Problem to solve: When a line below contains the string "beard", show that line.
(Data provided begins)
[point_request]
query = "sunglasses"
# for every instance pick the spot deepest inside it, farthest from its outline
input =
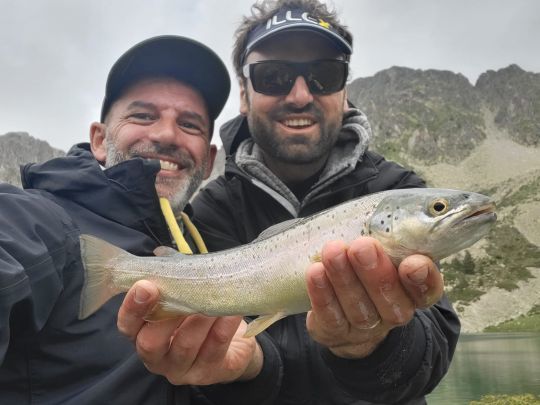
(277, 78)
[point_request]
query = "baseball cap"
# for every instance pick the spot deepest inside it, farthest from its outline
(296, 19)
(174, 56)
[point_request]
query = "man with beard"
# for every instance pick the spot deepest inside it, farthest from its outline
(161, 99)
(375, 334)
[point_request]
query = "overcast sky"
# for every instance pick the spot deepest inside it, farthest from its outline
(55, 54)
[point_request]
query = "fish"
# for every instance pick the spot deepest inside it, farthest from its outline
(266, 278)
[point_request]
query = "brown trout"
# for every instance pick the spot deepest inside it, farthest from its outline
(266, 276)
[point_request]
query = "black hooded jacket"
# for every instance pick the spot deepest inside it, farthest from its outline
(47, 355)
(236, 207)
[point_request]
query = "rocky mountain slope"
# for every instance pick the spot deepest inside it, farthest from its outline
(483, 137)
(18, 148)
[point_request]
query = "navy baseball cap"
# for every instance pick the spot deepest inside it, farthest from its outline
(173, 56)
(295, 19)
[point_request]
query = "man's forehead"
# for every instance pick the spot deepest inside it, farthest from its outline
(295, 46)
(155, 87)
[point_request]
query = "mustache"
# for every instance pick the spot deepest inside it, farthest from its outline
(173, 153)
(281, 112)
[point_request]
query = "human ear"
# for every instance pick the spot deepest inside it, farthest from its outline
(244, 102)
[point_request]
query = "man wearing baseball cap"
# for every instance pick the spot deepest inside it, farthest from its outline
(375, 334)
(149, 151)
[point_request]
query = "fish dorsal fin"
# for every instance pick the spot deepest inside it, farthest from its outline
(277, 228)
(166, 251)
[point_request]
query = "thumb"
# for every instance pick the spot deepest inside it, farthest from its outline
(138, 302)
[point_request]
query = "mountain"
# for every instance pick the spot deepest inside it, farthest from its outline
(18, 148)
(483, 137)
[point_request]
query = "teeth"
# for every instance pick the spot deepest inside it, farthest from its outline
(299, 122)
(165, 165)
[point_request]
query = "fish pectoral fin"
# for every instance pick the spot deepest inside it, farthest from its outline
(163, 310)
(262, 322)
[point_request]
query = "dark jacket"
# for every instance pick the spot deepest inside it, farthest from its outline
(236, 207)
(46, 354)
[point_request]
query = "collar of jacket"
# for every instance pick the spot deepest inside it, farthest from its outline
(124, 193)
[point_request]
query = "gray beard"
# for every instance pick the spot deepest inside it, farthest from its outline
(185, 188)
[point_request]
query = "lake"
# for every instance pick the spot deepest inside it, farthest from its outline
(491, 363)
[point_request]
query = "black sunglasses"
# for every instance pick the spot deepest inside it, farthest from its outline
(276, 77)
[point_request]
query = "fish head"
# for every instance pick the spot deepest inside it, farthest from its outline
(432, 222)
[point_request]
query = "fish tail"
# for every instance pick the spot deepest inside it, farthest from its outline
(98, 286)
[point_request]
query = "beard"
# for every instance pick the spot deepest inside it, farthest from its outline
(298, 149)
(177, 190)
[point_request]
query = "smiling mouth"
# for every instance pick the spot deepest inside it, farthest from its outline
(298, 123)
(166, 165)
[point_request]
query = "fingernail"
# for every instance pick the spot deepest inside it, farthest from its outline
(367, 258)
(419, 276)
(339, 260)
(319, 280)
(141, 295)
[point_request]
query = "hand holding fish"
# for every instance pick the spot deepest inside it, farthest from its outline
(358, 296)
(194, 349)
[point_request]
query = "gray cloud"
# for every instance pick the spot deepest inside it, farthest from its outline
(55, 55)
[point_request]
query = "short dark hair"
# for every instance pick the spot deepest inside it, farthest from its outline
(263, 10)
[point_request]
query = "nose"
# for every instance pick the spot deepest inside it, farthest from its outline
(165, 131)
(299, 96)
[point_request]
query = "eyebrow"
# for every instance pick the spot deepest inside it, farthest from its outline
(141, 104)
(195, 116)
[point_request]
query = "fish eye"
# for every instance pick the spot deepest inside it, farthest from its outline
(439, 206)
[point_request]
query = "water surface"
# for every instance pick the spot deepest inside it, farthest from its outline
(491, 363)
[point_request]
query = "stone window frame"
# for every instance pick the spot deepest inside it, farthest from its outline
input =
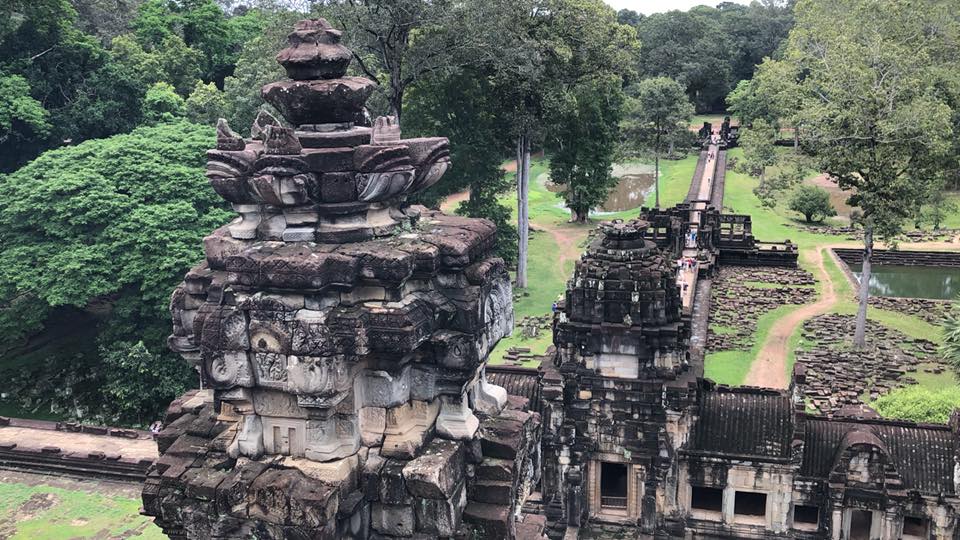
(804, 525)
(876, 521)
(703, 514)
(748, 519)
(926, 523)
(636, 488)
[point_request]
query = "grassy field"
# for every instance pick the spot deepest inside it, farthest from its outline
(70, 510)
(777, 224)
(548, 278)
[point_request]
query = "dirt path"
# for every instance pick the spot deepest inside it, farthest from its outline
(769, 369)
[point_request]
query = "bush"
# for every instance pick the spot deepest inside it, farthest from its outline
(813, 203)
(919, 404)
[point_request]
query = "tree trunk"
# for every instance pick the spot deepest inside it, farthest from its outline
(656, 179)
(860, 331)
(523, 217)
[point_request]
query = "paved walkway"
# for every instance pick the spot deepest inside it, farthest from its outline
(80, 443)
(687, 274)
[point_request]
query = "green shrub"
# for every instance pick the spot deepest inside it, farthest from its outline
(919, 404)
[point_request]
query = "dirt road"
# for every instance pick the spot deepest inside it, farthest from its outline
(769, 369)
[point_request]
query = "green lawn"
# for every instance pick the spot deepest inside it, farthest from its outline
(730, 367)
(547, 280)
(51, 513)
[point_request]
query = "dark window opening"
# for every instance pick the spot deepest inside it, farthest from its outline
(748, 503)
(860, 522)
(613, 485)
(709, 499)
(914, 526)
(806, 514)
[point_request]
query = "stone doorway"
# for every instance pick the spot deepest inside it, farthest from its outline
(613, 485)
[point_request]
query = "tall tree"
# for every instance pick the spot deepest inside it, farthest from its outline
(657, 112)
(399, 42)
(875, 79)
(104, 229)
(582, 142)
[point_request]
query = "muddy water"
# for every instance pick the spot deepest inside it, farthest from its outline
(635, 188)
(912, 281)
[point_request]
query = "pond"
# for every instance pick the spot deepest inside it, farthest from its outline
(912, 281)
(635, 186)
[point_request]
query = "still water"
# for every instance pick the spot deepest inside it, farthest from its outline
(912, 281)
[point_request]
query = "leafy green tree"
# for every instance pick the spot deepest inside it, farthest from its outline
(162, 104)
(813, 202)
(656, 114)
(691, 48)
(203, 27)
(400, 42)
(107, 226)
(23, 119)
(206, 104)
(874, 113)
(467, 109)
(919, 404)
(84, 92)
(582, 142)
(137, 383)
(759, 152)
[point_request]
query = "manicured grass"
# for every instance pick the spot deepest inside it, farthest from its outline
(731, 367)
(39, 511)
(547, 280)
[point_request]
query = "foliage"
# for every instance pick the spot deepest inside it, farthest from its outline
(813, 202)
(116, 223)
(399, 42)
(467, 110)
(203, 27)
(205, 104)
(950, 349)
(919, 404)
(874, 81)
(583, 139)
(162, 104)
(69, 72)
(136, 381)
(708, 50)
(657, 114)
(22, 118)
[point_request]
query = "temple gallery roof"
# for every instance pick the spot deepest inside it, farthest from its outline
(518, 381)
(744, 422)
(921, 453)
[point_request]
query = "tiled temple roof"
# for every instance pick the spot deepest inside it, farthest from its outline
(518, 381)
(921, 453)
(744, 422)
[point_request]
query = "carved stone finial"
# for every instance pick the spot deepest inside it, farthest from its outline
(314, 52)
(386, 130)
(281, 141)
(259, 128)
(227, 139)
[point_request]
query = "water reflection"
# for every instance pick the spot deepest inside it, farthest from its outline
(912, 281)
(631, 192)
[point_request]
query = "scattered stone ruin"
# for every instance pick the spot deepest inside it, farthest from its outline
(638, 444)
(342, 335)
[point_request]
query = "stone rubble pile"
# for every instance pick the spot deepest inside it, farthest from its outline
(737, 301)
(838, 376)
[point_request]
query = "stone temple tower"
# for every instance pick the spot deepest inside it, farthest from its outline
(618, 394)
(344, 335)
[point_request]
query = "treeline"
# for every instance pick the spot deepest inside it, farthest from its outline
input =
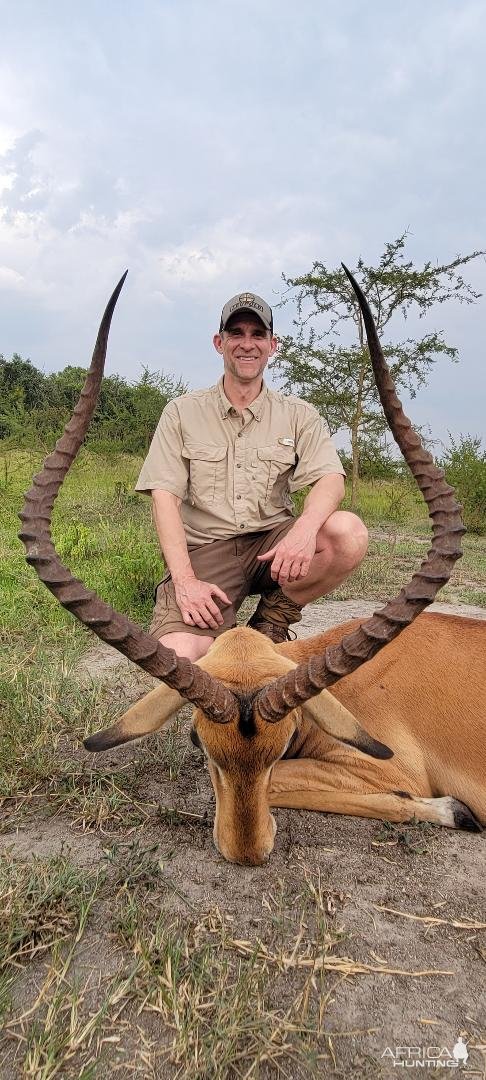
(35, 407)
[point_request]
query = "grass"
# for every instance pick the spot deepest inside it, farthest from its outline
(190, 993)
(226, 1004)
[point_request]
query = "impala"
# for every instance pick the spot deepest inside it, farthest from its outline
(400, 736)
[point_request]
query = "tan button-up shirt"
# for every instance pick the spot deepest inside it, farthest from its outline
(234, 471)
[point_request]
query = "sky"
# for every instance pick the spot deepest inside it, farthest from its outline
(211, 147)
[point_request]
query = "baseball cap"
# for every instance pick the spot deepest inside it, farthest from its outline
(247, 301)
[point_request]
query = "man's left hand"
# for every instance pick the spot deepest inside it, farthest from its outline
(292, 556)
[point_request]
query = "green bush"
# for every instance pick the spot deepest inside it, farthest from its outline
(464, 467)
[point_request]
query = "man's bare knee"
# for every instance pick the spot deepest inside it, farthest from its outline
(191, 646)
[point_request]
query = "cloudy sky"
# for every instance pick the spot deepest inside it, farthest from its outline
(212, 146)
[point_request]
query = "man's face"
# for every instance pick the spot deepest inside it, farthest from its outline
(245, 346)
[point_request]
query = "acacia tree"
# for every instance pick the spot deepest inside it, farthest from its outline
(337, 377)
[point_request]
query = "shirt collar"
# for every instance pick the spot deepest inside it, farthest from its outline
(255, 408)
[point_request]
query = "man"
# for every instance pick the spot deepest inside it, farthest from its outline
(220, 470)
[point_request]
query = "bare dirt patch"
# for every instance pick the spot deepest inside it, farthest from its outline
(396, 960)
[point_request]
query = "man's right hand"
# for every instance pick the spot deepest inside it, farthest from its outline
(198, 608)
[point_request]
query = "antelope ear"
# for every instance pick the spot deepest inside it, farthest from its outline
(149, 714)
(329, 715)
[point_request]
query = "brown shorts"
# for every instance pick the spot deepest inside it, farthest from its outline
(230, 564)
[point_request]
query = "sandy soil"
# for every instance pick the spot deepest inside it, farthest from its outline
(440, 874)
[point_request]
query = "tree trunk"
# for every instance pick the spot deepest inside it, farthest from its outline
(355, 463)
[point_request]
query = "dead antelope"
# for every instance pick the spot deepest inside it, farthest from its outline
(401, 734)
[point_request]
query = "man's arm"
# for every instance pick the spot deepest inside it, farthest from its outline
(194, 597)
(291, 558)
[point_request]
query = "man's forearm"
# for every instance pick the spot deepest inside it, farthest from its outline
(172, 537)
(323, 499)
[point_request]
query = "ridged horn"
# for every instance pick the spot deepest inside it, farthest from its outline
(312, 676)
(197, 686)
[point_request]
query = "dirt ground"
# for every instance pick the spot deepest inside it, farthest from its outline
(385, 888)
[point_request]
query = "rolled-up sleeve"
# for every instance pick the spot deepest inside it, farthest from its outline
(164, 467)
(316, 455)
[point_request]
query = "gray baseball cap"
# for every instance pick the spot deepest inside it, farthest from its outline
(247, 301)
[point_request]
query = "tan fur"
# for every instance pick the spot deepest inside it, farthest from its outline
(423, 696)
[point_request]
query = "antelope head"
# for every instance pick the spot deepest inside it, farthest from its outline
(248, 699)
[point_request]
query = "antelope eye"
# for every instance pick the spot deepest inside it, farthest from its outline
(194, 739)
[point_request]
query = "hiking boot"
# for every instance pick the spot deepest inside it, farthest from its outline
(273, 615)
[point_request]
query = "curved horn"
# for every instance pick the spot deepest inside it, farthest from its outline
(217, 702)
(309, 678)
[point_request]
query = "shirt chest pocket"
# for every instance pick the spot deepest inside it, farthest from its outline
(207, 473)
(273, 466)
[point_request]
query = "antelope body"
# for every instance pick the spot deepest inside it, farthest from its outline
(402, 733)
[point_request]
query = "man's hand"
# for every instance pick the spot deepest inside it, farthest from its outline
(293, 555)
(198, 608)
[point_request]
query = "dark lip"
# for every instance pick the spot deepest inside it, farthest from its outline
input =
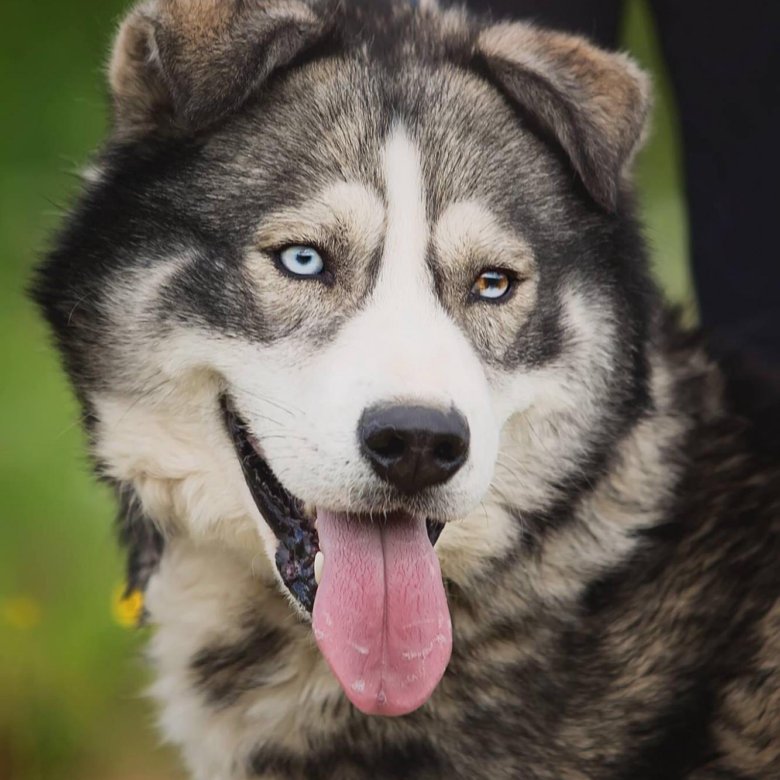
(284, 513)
(Data provided ends)
Task result:
query = "man with beard"
query = "gray beard"
query = "beard"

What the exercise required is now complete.